**TASK INSTRUCTIONS:** For the records below, print the lines from the line with "Query: water surface" through the line with "Query: person walking" exactly as written; include both end lines and exclude the rest.

**SUPPLIED DATA:**
-------------------------
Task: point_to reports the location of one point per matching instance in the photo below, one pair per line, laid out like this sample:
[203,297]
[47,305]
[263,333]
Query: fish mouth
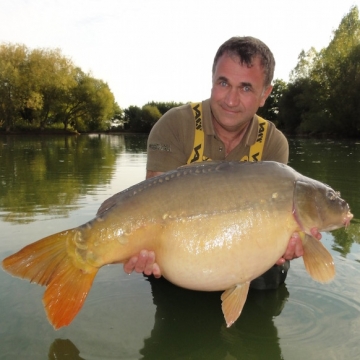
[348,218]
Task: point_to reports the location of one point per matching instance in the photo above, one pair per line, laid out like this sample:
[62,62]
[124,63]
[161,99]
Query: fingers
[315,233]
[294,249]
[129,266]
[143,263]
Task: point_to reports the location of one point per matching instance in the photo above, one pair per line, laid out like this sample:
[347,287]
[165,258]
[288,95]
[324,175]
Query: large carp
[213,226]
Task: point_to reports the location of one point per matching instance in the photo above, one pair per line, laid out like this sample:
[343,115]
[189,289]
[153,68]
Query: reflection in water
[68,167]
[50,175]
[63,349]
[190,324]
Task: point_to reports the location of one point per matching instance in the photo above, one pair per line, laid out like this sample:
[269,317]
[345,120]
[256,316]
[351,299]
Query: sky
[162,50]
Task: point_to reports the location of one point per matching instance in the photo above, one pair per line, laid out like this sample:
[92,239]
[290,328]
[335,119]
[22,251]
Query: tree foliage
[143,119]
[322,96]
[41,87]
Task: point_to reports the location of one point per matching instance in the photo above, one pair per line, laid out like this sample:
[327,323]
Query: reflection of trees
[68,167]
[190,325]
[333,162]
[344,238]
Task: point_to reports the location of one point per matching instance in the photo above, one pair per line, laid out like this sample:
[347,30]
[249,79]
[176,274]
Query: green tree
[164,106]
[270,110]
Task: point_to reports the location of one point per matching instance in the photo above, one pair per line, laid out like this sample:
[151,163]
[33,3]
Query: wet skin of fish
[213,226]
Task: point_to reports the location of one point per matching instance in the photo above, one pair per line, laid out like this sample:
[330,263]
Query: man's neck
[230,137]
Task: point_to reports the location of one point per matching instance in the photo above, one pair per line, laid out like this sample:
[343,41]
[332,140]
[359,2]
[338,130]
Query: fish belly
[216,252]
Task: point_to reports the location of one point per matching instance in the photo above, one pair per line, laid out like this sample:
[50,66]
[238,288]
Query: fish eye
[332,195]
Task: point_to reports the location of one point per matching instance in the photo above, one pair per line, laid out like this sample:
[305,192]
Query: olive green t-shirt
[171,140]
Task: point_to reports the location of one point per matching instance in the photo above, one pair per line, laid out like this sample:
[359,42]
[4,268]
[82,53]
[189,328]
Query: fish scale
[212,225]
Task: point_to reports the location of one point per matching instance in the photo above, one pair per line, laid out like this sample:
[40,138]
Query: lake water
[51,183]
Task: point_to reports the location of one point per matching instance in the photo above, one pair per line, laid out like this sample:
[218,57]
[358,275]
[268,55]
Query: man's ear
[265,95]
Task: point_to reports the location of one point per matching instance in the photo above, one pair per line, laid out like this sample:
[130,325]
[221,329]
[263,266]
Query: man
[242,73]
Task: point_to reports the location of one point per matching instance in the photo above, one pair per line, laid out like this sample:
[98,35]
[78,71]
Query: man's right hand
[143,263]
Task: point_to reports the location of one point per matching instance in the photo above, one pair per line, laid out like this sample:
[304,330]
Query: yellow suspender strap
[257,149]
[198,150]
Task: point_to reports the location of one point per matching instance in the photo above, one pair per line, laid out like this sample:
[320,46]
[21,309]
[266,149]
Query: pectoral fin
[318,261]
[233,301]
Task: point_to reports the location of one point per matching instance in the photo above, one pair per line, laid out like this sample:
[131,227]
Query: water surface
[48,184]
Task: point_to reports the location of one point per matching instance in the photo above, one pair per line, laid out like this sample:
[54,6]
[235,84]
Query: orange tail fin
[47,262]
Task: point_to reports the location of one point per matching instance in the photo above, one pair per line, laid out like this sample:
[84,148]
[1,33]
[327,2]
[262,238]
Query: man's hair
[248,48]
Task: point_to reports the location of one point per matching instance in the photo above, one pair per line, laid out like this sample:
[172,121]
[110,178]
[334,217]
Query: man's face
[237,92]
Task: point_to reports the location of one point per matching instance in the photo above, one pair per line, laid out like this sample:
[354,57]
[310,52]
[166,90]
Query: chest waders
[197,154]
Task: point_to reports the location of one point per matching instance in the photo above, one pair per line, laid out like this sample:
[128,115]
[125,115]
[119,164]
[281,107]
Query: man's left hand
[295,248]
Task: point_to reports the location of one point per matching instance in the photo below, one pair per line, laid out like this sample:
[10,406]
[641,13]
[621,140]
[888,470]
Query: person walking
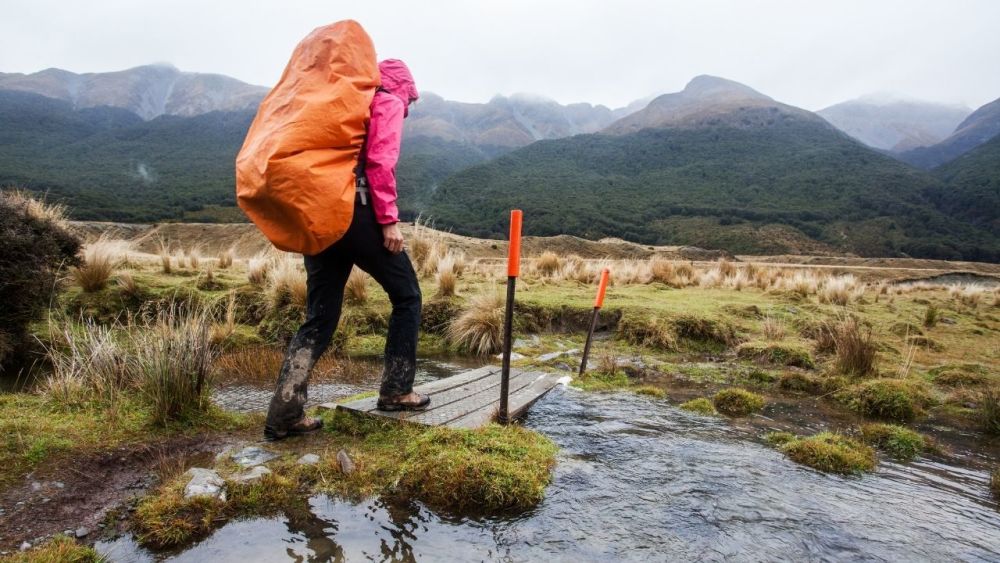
-------------------------
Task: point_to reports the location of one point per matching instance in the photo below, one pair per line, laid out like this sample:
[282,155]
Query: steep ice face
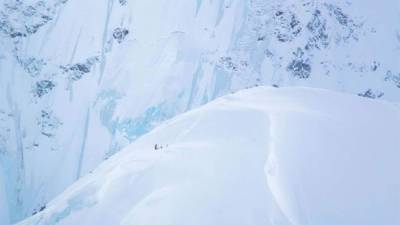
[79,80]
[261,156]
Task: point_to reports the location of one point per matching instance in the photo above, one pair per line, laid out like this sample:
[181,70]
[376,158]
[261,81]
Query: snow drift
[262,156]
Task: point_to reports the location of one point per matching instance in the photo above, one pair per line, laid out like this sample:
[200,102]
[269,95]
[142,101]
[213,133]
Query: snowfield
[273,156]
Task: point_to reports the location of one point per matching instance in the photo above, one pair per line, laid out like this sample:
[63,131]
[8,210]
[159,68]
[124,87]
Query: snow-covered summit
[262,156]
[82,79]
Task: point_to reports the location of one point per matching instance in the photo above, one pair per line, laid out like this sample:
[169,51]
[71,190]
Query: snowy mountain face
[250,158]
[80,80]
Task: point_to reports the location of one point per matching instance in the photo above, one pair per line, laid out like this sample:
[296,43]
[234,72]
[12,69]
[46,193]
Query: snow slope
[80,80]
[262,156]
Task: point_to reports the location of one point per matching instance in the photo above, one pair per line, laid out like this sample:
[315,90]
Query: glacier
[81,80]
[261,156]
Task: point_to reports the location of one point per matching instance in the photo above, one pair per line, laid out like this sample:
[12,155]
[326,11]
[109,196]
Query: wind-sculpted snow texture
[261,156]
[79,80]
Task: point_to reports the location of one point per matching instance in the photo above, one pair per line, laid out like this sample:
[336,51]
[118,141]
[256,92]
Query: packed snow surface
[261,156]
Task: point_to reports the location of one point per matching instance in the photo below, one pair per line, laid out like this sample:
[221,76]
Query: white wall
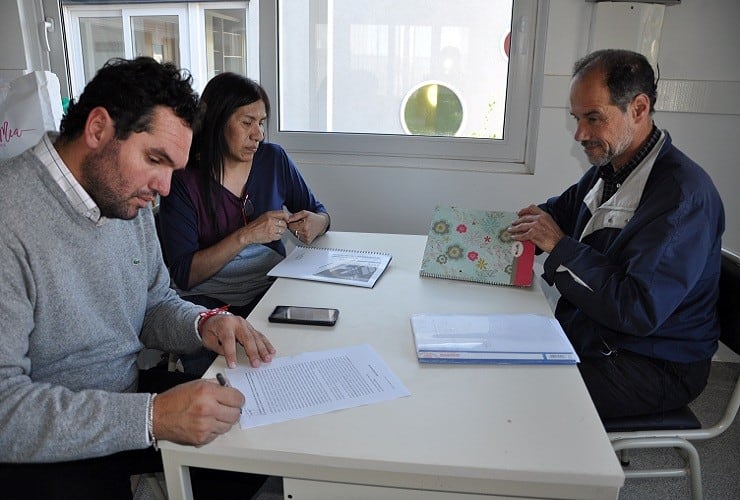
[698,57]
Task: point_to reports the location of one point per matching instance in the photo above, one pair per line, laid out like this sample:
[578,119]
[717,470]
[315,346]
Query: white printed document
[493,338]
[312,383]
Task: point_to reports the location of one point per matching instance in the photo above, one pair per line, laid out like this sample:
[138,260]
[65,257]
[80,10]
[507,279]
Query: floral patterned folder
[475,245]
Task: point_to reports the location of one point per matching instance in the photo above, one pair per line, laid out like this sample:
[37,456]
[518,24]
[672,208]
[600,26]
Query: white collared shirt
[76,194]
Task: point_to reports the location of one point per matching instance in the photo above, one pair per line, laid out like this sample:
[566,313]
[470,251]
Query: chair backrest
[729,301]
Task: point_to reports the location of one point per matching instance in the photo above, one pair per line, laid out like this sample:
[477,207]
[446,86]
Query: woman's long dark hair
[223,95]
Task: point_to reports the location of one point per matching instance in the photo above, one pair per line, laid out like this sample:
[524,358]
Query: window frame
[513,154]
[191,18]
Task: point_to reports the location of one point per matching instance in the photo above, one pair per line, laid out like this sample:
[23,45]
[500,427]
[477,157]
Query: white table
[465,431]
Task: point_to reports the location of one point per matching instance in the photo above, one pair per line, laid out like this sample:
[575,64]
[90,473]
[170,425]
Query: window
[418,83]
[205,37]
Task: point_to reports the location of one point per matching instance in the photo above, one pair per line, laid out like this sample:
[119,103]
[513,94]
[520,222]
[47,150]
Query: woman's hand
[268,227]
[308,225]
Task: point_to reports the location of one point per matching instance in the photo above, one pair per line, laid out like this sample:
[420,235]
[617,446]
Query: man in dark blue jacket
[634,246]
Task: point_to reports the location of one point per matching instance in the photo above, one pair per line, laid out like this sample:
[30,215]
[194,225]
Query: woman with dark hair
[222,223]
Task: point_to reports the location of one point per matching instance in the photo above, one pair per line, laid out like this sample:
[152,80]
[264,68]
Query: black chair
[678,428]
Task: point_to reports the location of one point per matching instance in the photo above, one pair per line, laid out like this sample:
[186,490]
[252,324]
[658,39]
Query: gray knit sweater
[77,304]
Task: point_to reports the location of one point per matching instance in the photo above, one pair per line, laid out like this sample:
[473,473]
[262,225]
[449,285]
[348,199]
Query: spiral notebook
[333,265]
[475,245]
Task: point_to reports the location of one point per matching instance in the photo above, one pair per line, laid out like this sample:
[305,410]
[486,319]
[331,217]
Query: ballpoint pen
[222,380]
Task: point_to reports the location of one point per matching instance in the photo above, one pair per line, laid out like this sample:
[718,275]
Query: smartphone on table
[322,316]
-------------------------
**WORKED SOLUTION:**
Query: water surface
[48,184]
Task: point_to reports the location of one point per matching instance in the photo above, one pair per line, laid out like this sample:
[54,6]
[235,84]
Query: orange tail fin
[47,262]
Task: point_to reports the location of one point per matching instance in the photo above, one pair per line, laid out like this sample:
[84,148]
[1,33]
[327,2]
[262,238]
Query: man's hair
[248,48]
Task: point_to reports the location of one point per matching instance in the photo above, one pair per line, laid out like this sample:
[172,121]
[110,178]
[334,217]
Query: man's face
[237,92]
Task: point_to reports the location of one point per matching instance in the photo above, one pair per line, laid out like this sample:
[354,57]
[310,52]
[166,90]
Query: chest waders
[197,154]
Task: point_to reports the location of one point per matching instance in the photo above, one pair per line, laid out like this sample:
[128,115]
[125,115]
[119,164]
[281,107]
Query: man's left hand
[295,248]
Task: point_to reports the location of one point per matching instance in the photo below, one pair per line, laid out like this sample:
[10,406]
[641,13]
[621,140]
[888,470]
Query: person walking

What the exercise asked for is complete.